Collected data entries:
· · ·

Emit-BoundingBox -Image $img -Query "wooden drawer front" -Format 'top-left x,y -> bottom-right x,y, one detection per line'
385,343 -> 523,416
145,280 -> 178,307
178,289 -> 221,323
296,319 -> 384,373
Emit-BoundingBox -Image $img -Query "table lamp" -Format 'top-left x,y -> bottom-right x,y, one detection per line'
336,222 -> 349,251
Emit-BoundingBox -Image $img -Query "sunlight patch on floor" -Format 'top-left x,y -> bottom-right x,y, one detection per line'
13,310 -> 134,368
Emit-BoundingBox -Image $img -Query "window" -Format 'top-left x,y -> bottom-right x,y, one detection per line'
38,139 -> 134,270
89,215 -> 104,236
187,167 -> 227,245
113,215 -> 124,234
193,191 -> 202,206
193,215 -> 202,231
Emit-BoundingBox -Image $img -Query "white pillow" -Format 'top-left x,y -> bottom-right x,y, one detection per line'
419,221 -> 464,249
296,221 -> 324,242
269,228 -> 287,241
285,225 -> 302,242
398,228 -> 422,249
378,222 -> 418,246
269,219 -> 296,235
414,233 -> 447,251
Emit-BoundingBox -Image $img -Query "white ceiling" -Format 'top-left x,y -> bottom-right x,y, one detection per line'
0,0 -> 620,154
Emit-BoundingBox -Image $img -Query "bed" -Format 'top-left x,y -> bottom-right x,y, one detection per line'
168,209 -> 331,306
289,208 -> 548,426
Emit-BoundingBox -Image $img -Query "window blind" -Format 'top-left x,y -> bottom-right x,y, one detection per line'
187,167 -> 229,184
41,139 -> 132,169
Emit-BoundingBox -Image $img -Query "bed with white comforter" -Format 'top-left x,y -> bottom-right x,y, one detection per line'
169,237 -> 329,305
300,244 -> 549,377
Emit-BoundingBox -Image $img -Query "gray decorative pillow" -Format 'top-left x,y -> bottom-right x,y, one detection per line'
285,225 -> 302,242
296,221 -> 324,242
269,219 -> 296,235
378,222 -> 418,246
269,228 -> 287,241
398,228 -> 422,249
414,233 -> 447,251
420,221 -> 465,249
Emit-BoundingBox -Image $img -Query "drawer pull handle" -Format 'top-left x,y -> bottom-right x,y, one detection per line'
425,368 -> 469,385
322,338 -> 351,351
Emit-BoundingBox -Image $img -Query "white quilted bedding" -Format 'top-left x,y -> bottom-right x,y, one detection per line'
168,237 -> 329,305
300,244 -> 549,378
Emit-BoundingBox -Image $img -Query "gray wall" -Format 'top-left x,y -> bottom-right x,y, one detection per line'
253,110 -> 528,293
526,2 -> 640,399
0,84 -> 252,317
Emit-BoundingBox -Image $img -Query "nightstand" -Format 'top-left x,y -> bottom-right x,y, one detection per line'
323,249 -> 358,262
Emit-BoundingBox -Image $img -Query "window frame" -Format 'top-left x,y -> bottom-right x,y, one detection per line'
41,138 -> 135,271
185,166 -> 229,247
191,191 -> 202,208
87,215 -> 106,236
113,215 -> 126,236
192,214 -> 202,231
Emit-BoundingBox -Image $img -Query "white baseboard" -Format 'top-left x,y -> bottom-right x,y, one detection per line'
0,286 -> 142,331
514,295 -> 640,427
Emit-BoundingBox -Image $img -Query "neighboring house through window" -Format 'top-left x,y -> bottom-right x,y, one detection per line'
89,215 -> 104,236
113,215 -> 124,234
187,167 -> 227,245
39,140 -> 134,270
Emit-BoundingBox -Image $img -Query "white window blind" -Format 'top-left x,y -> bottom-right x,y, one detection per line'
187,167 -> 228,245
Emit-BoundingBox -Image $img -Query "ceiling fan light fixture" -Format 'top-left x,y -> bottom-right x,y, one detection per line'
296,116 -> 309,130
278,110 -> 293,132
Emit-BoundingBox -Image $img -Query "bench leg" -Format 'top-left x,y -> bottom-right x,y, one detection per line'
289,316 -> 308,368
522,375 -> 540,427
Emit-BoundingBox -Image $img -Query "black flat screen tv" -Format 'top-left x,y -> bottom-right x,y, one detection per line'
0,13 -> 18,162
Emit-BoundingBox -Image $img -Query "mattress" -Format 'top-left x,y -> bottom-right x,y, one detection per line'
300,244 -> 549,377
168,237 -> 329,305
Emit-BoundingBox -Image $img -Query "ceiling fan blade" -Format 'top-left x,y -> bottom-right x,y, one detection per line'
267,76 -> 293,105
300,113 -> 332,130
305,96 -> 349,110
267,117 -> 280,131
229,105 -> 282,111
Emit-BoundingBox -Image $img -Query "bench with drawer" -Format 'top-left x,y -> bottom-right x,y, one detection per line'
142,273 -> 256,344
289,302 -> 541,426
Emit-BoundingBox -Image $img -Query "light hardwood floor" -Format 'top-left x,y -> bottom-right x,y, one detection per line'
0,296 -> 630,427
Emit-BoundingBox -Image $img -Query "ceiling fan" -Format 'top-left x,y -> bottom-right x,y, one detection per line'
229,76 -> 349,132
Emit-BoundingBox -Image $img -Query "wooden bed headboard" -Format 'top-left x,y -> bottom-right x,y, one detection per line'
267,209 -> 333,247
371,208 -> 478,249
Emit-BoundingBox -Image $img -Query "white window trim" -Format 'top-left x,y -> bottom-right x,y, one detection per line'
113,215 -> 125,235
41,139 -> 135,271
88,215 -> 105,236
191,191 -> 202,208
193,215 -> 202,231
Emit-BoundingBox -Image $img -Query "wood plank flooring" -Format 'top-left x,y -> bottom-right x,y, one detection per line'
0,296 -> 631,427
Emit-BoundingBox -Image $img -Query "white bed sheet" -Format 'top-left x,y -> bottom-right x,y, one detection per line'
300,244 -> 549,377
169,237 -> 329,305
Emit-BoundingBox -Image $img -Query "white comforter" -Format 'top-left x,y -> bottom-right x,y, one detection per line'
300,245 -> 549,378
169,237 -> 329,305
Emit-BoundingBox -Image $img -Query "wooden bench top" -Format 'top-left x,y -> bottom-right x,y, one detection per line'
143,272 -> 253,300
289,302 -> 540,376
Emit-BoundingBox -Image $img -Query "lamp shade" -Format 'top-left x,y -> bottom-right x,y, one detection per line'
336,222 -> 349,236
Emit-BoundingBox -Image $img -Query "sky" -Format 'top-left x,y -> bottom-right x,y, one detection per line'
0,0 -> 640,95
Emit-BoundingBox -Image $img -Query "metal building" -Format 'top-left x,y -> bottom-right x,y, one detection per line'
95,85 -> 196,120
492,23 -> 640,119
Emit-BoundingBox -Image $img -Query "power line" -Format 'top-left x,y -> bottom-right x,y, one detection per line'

· · ·

**REQUEST**. Faithfully reproduce all of the records, character for character.

**REPLY TO THE TASK**.
Emit-BoundingBox -Image $img -Query "wooden drawer front" -Format 'top-left x,y -> bottom-right x,y, one detection per line'
385,343 -> 523,416
145,280 -> 178,307
178,289 -> 221,323
296,319 -> 384,373
Emit-BoundingBox -Image $img -Query "table lamp" -Format 'top-left x,y -> bottom-right x,y, one detection per line'
336,222 -> 349,251
Emit-BoundingBox -Image $img -Query "sunlight patch on floor" -Format 'top-left x,y -> bottom-right x,y, one detection per line'
13,310 -> 134,368
Emit-BoundingBox -Image $img -Query "window" -Format 'top-left x,y -> bottom-right x,y, one detection per line'
38,139 -> 134,270
89,215 -> 104,236
187,167 -> 227,245
113,215 -> 124,234
193,191 -> 202,206
193,215 -> 202,231
Emit-BoundingBox -Image $img -Query "white pillow" -Format 'top-left x,y -> bottom-right x,y, one detection per line'
419,221 -> 464,249
296,221 -> 324,242
269,228 -> 287,241
285,225 -> 302,242
398,228 -> 422,249
378,222 -> 418,246
269,219 -> 296,235
414,233 -> 447,251
Emit-BoundingBox -Image $img -Query "white ceiling" -Format 'top-left x,y -> bottom-right x,y, one detection per line'
0,0 -> 620,154
Emit-BoundingBox -Image $img -Query "bed" -Format 'top-left x,y -> bottom-right x,y, one detection per line'
168,209 -> 331,306
289,208 -> 548,426
Emit-BoundingBox -Image $img -Query "window blind" -Format 'top-left x,y -> bottom-right x,y, one detection per line'
187,167 -> 229,184
41,139 -> 132,169
Emit-BoundingBox -Image $img -Query "bed with white comforter" -Format 'top-left x,y -> bottom-right x,y, one detection per line'
169,237 -> 329,305
300,244 -> 549,377
Emit-BoundingBox -Image $img -Query "gray decorative pillow" -Format 'top-left x,y -> bottom-right x,y, one detection per line'
285,225 -> 302,242
296,221 -> 324,242
269,219 -> 296,235
378,222 -> 418,246
269,228 -> 287,241
398,228 -> 422,249
414,233 -> 447,251
420,221 -> 465,249
Emit-BoundingBox -Image $img -Query "drawer pull handle" -Format 'top-left x,y -> bottom-right x,y, one detection per line'
425,368 -> 469,385
322,338 -> 351,351
Emit-BoundingBox -Image $img -Query "white quilted bedding" -Format 'top-left x,y -> bottom-right x,y, one detection per line'
168,237 -> 329,305
300,244 -> 549,378
Emit-BoundingBox -Image $img -Query "gray wall" -Format 'top-left x,y -> bottom-right x,y, one detection per line'
253,110 -> 528,293
526,2 -> 640,399
0,84 -> 252,317
Emit-BoundingBox -Image $img -Query "nightstand" -Format 'top-left x,y -> bottom-right x,y, one detection per line'
323,249 -> 358,262
Emit-BoundingBox -Image $img -Query "window frame" -Format 'top-left x,y -> bottom-right x,y, one detection per line'
41,138 -> 135,271
185,166 -> 229,247
191,191 -> 202,208
87,215 -> 106,236
113,215 -> 126,236
192,214 -> 202,231
Emit-BoundingBox -Image $img -Query "white baseboard" -Format 'top-left x,y -> bottom-right x,y, one detection per line'
0,286 -> 142,331
514,295 -> 640,427
Emit-BoundingBox -Image $img -Query "neighboring house through window" -Format 'top-left x,y -> bottom-right x,y, one detection per line'
89,215 -> 104,236
113,215 -> 124,234
187,167 -> 227,245
39,140 -> 134,270
Emit-BoundingBox -Image $img -Query "white window blind" -Format 'top-left x,y -> bottom-right x,y, one detection per line'
187,167 -> 228,245
Emit-BoundingBox -Image $img -Query "ceiling fan light fixture" -Format 'top-left x,y -> bottom-right x,y, one detection per line'
296,116 -> 309,130
278,110 -> 293,132
Emit-BoundingBox -Image $img -Query "bench leg" -Format 'top-left x,y -> bottom-right x,y, one detection per line'
289,316 -> 308,368
522,375 -> 540,427
Emit-BoundingBox -Image $img -Query "black flat screen tv" -Format 'top-left x,y -> bottom-right x,y, one detection per line'
0,13 -> 18,162
Emit-BoundingBox -Image $img -Query "mattress" -Format 'top-left x,y -> bottom-right x,y, one detection per line'
300,244 -> 549,377
168,237 -> 329,305
Emit-BoundingBox -Image $img -Query "ceiling fan blade" -Format 'top-left x,y -> bottom-right x,y, one detection per line'
267,76 -> 293,105
300,113 -> 332,130
305,96 -> 349,110
267,117 -> 280,131
229,105 -> 282,111
Emit-BoundingBox -Image $img -Query "bench with drawer" -Format 'top-left x,y -> bottom-right x,y, one detection per line'
142,273 -> 256,344
289,302 -> 541,426
Emit-BoundingBox -Image $img -Query "light hardwood floor" -Format 'top-left x,y -> bottom-right x,y, one detection per line'
0,296 -> 630,427
Emit-BoundingBox -Image $img -Query "ceiling fan" -Format 'top-left x,y -> bottom-right x,y, one detection per line'
229,76 -> 349,132
Emit-BoundingBox -Image $img -Query "wooden bed headboard" -Format 'top-left x,y -> bottom-right x,y, one detection per line'
267,209 -> 333,247
371,208 -> 478,249
Emit-BoundingBox -Image $img -Query "white window trim" -Format 'top-left x,y -> bottom-right x,y, one detection per line'
113,215 -> 125,235
41,139 -> 135,271
88,215 -> 105,236
191,191 -> 202,208
193,215 -> 202,231
Emit-BoundingBox -Image $img -Query "wood plank flooring" -Format 'top-left x,y -> bottom-right x,y, one detection per line'
0,296 -> 631,427
Emit-BoundingBox -Image $img -Query "white bed sheet" -Format 'top-left x,y -> bottom-right x,y, one detection per line'
300,244 -> 549,377
169,237 -> 329,305
Emit-BoundingBox -Image $img -Query "white comforter" -Format 'top-left x,y -> bottom-right x,y, one detection per line'
300,245 -> 549,378
169,237 -> 329,305
Emit-BoundingBox -Image $img -Query "wooden bench top" -Format 'top-left x,y -> bottom-right x,y, one detection per line'
143,272 -> 253,300
289,302 -> 540,376
Emit-BoundingBox -Image $img -Query "lamp shade" -Format 'top-left x,y -> bottom-right x,y, one detection per line'
336,222 -> 349,236
Emit-BoundingBox -Image $img -Query "sky" -Format 'top-left x,y -> bottom-right x,y, one detection per line'
0,0 -> 640,95
Emit-BoundingBox -Image $img -Query "metal building" -Format 'top-left x,y -> bottom-right x,y, one detection per line'
95,85 -> 196,120
492,23 -> 640,119
Emit-BoundingBox -Image $img -Query "power line" -Format 'top-left x,y -> bottom-right x,y, one detection per line'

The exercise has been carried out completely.